··· RECORDED DATA
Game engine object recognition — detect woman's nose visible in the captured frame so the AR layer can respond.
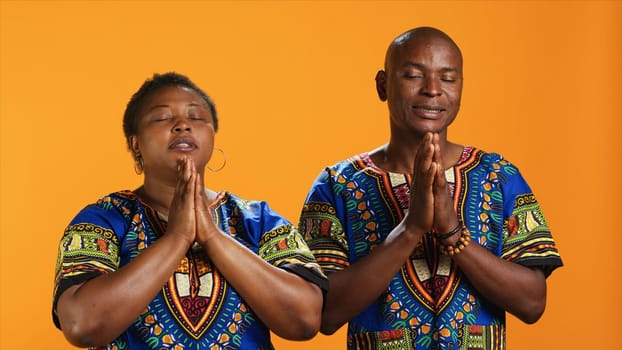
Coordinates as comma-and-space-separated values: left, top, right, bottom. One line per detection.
173, 118, 191, 132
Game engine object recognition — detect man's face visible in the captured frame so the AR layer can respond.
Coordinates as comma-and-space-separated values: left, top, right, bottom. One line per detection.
379, 35, 462, 135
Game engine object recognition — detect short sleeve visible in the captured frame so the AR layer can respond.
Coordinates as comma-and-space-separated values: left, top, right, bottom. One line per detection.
52, 205, 122, 328
501, 161, 563, 276
298, 168, 350, 273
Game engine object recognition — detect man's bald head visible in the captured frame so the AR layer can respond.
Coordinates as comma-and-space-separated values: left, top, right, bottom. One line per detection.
384, 27, 462, 71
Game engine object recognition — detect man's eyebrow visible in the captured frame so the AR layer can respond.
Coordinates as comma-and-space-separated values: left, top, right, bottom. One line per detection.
149, 104, 170, 111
······
--- DIRECTIONS ---
Print out the lines exactly, skipping any picture.

--- TASK RESULT ---
Game engine object recognition — detect woman's nose visible in the captured frame so the AR layer can respond.
Coordinates as comma-and-space-separated values: left, top, right, bottom. One line per detection.
173, 118, 191, 132
Game engine object recognition — detect man's face visible in the captured frame so the AR layer can respond.
Coordinates as comma-and-space-separated values: left, top, right, bottom. One line per detection.
379, 35, 462, 135
Game engine object recognition — detect short sleeve visible in the captured frame so the AR layer can respond.
Coordinates as comma-and-space-separated values: left, top, right, bottom. One line per detection.
52, 205, 122, 328
501, 161, 563, 276
298, 168, 350, 273
Game engine object recognition — detect man's bald head visible in the captured frame so the AR layer can respond.
Coordinates as comma-and-space-separated values: left, top, right, bottom. One line per detection.
384, 27, 462, 71
Game engine object recognition — detect man's eyebrow visible in the captured frame so the AR layer can respond.
Coordinates as comma-and-space-separated values: left, top, right, bottom. One line per detection.
149, 104, 170, 111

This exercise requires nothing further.